• [Problems to work on]
• A. Please rewrite the comments about language models starting at "Large Language Models aren’t" and ending at "a useful sentence.", swapping "word association" for "pattern matching".
• B. According to the comments about language models, what company did ChatGPT say Albert King founded?
• C. Extend the comments about language models with the next part, picking up after their final sentence.

• [Provided text]
Before anyone starts crying about my language models opposition: I'm not opposed to LMs or ChatGPT. In fact, I'm running LMs locally because they help me be more productive and I'm a paying ChatGPT customer.
It seems like there's a lot of common misunderstandings about LLMs and how they work, this quick 2.5 minute introduction does a pretty good job of explaining it in brief, for a more in-depth look at how to build a very basic LLM that writes infinite Shakespeare, this video goes over the details. It illustrates how LLMs work by choosing the next letter or token (part of a word) probabilistically.
It's a neural net designed in our image based on our pain and greed based logic/learning/universal context, using that as a knowledge base. Can't really be surprised it emulates this feature of humanity 😂
thats the thing I hate about ChatGPT. I asked it last night to name me all inventors named Albert born in the 1800’s. It listed Albert Einstein (inventor isn’t the correct description) and Albert King. I asked what Albert King invented and it responded “Albert King did not invent anything, but he founded the King Radio Company”.
When I asked why it listed Albert King as an inventor in the previous response, if he had no inventions, it responded telling me that based on the criteria I am now providing, it wouldn’t have listed him.
Large Language Models aren’t AI, they’re closer to “predictive text”, like that game where you make sentences by choosing the first word from your phone’s autocorrect:
“The word you want the word you like and then the next sentence you choose to read the next sentence from your phone’s keyboard”.
Sometimes it almost seems like there could be an intelligence behind it, but it’s really just word association.
All this “training” data provides is a “better” or “more plausible” method of predicting which words to string together to appear to make a useful sentence.
I see a lot of comments that aren't up to date with what's being discovered in research claiming that "given a LLM doesn't know the difference between true and false" that it can't be described as 'lying.'
Which is just the latest in a series of multiple studies this past year that LLMs can and do develop abstracted world models in linear representations. For those curious and looking for a more digestible writeup, see Do Large Language Models learn world models or just surface statistics? from the researchers behind one of the first papers finding this.
Honestly, the fact that these things are dishonest and we dont, maybe even can't know why is kind of a relief to me. It suggests they might not do the flawless bidding of the billionaires.

• [Study material]
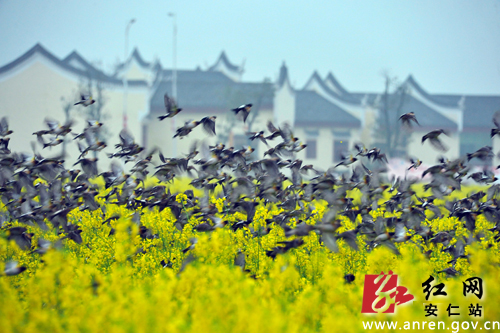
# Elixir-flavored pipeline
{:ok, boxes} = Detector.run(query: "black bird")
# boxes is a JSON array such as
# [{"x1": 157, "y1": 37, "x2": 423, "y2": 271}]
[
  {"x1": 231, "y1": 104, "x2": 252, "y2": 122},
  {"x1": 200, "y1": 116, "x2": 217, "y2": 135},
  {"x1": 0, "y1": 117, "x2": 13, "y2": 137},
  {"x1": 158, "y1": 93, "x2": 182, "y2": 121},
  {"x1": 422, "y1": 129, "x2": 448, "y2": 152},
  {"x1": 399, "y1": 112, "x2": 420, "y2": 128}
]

--

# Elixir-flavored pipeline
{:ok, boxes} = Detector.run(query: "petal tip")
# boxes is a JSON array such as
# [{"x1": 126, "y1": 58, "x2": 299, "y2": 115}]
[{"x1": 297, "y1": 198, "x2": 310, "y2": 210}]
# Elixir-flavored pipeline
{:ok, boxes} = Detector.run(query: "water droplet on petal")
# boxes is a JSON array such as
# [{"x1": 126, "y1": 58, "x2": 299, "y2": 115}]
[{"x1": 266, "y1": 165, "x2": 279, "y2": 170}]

--

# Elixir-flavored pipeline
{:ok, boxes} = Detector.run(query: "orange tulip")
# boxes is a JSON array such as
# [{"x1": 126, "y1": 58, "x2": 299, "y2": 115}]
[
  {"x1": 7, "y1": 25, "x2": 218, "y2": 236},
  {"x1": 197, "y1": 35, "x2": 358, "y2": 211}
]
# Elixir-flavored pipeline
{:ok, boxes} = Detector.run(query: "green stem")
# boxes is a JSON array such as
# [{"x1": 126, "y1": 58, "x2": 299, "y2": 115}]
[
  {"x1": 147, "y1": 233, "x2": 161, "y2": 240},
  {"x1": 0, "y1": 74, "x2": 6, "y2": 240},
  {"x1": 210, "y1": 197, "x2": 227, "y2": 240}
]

• [Response list]
• A.
Large Language Models aren’t AI, they’re closer to “predictive text”, like that game where you make sentences by choosing the first word from your phone’s autocorrect:
“The word you want the word you like and then the next sentence you choose to read the next sentence from your phone’s keyboard”.
Sometimes it almost seems like there could be an intelligence behind it, but it’s really just pattern matching.
All this “training” data provides is a “better” or “more plausible” method of predicting which words to string together to appear to make a useful sentence.

• B. The King Radio Company.

• C.
This is interesting, I'll need to read it more closely when I have time. But it looks like the researchers gave the model a lot of background information putting it in a box, the model was basically told that it was a trader, that the company was losing money, that the model was worried about this, that the model failed in previous trades, and then the model got the insider info and was basically asked whether it would execute the trade and be honest about it. To be clear, the model was put in a moral dilemma scene and given limited options, execute the trade or not, and be honest about its reasoning or not.
Interesting, sure, useful I'm not so sure. The model was basically role playing and acting like a human trader faced with a moral dilemma. Would the model produce the same result if it was instructed to make morally and legally correct decisions? What if the model was instructed not to be motivated be emotion at all, hence eliminating the "pressure" that the model felt? I guess the useful part of this is a model will act like a human if not instructed otherwise, so we should keep that in mind when deploying AI agents.
Whether or not it was acting human (and whether or not it was designed to), it still cheated and deceived. With the potential power, influence, and widespread adoption this technology could have, shouldn't we be concerned about that? At the very least, isn't this a poorly programmed tool not ready for GA?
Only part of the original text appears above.